Intorno all' "Annuncio ai pastori" e al suo maestro

di Vincenzo Pacelli

 

Ma è merito di Ferdinando Bologna, già nel 1955, l'aver assegnato al pittore il più calzante dei nomi convenzionali, Maestro dell'Annuncio ai Pastori. Lo studioso ritornò sull'argomento qualche anno dopo, nel 1958, con un'analisi stilistica che ancora oggi conserva tutta la sua lucida attualità. "L'identità di questo maestro, che si svolge omogeneamente con grandezza di intenti e con senso quasi religioso della natura, colta dove essa è più nuda e pulsa più febbrilmente, tra i mandriani del tratturo evocati con sentimento biblico, è difficilissima da ristabilire. Sarebbe attraente identificarne la persona col Passante descritto dal De Dominici (….) ma sta che l'Adorazione dei pastori indicata dal biografo napoletano a S. Giacomo degli Spagnoli non è più in sito, né è riconoscibile altrove con certezza (….) e che quella firmata da Bartolomeo Bassante, al Prado, dichiara un indirizzo pittorico profondamente diverso da quello del "Maestro dell'Annuncio ai pastori".

DESCRIZIONE DEL COMPITO: Ricopia per intero il brano sul Maestro dell'Annuncio ai pastori, senza cambiare nulla.

INSIEME DI DATI:

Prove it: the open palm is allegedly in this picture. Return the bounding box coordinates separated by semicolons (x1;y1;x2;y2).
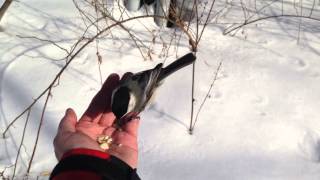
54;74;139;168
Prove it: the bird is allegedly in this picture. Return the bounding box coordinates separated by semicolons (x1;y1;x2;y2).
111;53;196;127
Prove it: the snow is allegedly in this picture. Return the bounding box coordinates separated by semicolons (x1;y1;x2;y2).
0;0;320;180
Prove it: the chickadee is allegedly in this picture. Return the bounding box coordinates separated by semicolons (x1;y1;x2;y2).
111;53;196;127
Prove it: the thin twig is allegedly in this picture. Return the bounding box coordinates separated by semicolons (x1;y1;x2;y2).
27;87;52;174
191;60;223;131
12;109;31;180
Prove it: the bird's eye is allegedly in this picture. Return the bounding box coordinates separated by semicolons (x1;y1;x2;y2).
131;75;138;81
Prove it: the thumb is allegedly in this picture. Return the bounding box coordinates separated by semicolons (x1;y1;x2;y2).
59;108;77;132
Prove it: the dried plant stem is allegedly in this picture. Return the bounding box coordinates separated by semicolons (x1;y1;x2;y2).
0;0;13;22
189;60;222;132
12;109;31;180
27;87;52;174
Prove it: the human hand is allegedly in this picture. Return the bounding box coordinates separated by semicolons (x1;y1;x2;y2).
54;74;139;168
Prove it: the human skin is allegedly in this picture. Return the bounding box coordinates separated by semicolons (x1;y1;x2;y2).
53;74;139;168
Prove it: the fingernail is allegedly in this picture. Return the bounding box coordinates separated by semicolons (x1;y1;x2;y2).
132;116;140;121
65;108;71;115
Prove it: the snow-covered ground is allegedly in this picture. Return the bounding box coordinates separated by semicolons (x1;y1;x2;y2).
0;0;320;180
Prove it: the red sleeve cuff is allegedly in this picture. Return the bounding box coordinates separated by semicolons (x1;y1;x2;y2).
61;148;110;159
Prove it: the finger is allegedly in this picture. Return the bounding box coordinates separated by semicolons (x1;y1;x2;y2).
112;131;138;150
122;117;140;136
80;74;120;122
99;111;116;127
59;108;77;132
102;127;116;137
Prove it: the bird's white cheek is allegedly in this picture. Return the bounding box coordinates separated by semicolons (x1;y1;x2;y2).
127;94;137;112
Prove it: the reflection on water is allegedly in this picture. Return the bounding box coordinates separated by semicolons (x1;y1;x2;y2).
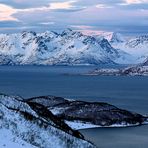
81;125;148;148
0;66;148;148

SOLUZIONE DEL COMPITO:
Intorno all' "Annuncio ai pastori" e al suo maestro

di Vincenzo Pacelli

 

Ma è merito di Ferdinando Bologna, già nel 1955, l'aver assegnato al pittore il più calzante dei nomi convenzionali, Maestro dell'Annuncio ai Pastori. Lo studioso ritornò sull'argomento qualche anno dopo, nel 1958, con un'analisi stilistica che ancora oggi conserva tutta la sua lucida attualità. "L'identità di questo maestro, che si svolge omogeneamente con grandezza di intenti e con senso quasi religioso della natura, colta dove essa è più nuda e pulsa più febbrilmente, tra i mandriani del tratturo evocati con sentimento biblico, è difficilissima da ristabilire. Sarebbe attraente identificarne la persona col Passante descritto dal De Dominici (….) ma sta che l'Adorazione dei pastori indicata dal biografo napoletano a S. Giacomo degli Spagnoli non è più in sito, né è riconoscibile altrove con certezza (….) e che quella firmata da Bartolomeo Bassante, al Prado, dichiara un indirizzo pittorico profondamente diverso da quello del "Maestro dell'Annuncio ai pastori".